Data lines
<<<<

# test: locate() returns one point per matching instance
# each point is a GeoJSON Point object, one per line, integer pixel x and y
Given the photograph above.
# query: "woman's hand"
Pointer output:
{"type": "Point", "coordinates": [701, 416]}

>>>>

Edit the data above so that every "photograph" becomes "image", and leave the rest unchanged.

# test: locate() returns one point per matching instance
# each point is a GeoJSON Point object, one per line, integer pixel x and y
Given the image above.
# query: "woman's hand"
Pointer output:
{"type": "Point", "coordinates": [701, 416]}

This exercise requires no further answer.